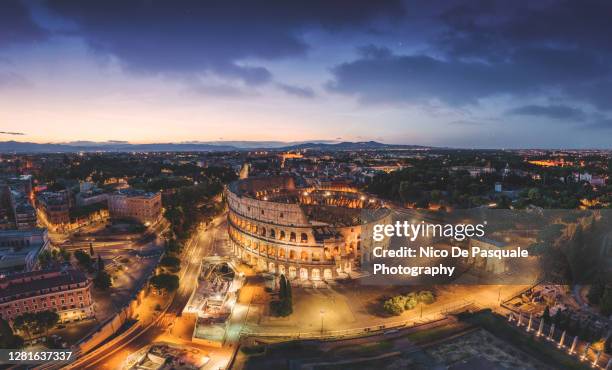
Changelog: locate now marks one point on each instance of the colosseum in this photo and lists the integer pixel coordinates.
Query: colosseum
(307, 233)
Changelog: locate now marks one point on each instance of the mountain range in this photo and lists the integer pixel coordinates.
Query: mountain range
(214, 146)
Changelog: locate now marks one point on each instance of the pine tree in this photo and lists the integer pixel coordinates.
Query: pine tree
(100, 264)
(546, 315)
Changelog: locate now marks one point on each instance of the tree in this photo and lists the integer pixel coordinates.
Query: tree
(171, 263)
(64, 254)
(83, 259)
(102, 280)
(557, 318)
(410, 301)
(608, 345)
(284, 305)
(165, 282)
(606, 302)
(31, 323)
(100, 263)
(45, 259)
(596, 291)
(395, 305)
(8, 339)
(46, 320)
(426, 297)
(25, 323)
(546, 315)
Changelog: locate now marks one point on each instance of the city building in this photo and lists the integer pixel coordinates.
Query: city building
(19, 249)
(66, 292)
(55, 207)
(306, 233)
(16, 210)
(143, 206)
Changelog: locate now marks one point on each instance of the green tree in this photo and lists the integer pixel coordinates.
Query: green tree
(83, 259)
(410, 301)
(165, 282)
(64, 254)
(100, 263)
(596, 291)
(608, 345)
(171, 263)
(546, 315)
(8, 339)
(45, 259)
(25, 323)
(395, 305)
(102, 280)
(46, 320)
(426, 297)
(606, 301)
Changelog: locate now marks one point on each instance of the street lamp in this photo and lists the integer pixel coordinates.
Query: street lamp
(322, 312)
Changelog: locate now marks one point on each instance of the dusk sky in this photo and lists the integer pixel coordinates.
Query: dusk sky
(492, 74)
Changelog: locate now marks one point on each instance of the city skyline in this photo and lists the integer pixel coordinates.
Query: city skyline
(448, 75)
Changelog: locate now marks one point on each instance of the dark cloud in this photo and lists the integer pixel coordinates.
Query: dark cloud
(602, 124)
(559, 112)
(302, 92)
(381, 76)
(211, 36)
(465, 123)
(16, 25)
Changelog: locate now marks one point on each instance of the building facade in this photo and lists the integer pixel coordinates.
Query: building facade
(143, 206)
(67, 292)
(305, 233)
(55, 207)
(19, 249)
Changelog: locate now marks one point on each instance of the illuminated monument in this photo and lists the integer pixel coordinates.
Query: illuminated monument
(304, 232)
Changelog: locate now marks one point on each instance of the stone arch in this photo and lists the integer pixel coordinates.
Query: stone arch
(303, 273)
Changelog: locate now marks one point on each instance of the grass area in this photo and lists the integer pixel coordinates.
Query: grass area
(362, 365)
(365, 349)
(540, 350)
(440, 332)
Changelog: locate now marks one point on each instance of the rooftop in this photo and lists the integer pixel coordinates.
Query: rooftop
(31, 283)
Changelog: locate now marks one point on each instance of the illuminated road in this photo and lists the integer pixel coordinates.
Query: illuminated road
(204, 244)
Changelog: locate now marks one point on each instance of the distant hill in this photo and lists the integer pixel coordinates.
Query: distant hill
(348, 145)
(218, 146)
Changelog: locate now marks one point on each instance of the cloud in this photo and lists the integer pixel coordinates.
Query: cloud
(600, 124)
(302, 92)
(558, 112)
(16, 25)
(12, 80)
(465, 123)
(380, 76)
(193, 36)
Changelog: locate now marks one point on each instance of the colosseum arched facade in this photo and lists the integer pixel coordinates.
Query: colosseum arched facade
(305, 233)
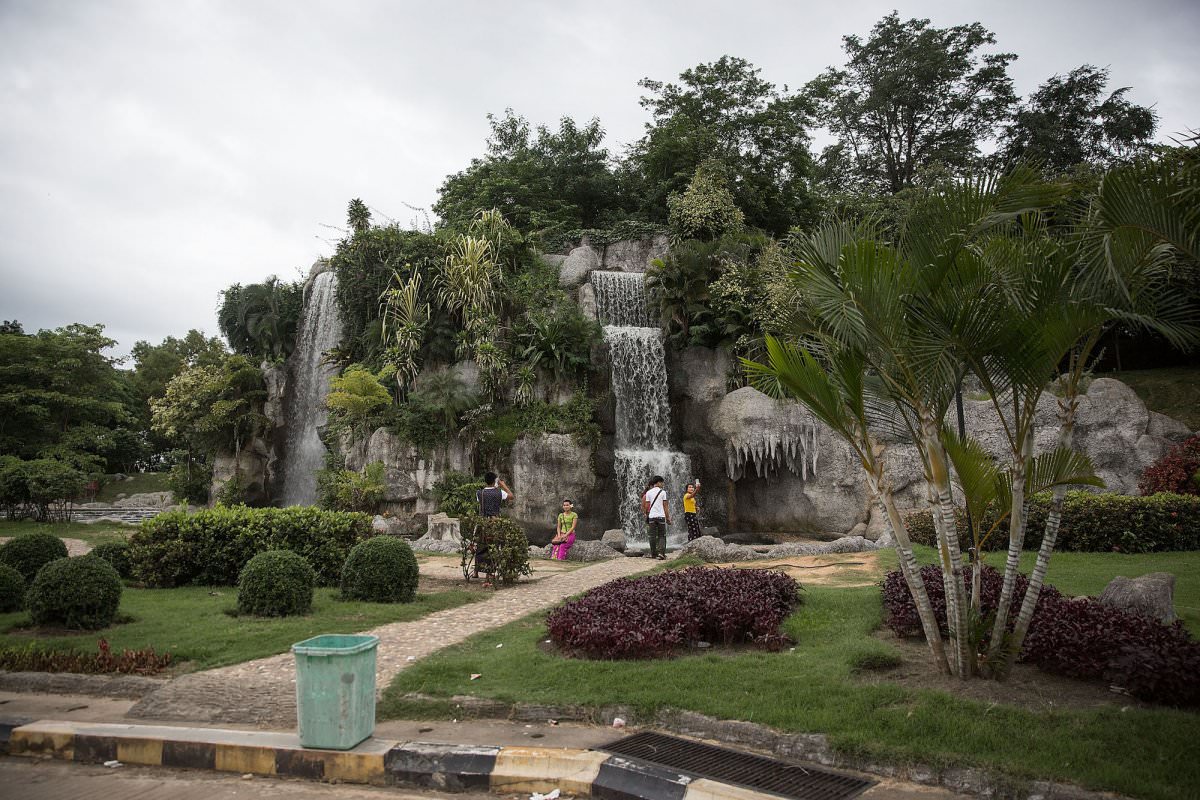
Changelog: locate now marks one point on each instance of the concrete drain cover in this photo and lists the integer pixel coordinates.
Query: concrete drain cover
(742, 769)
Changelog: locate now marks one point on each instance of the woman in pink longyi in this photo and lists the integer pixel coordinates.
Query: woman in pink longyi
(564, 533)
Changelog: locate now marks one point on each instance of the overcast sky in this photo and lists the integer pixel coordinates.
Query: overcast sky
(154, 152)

|---|

▸ **What you need to do**
Give back, word for word, the lines from the line that contains "of the grass" through the last line of the records, with no pictures and nothing else.

▸ **Response to this exercise**
Changelog: locate now marks one point on each instance of the grass area in this photo and lists the integer pixel coordinates.
Query: grass area
(362, 365)
(365, 349)
(540, 350)
(440, 332)
Changelog: locate now marks one point on each instance of the rooftop in this photo and lists the integer pixel coordinates.
Query: rooftop
(31, 283)
Changelog: locate now marks one point on each instance of the illuminated road in this photo and lists the integer pixel coordinates.
Query: illuminated road
(204, 244)
Changelog: locate now marks one point on each instance of the distant hill in this photo and lists the integer pixel coordinates.
Query: distant hill
(348, 145)
(218, 146)
Changelog: locate now marks one point on each instance of the cloud in this photo and lists the integer pixel coordinates.
Query: cloud
(600, 124)
(302, 92)
(558, 112)
(16, 25)
(12, 80)
(465, 123)
(380, 76)
(193, 36)
Changelog: locate now marks one point on each instance of the colosseum arched facade in this photo and lists the integer pixel coordinates.
Query: colosseum arched facade
(305, 233)
Changelog: locate now marks one point on each instance of the concrete drain cover in this photo and lists the integer pixel coordinates.
Query: concrete drain cover
(742, 769)
Changelog: locate now marks one point on each instance of the woman in pink longyi in this photo and lists the integer pixel coordinates.
Query: woman in pink longyi
(564, 533)
Changelog: locate now marks one point on each instance of the overcast sky in this photo and lists the integer pixel coordinates.
Query: overcast sky
(154, 152)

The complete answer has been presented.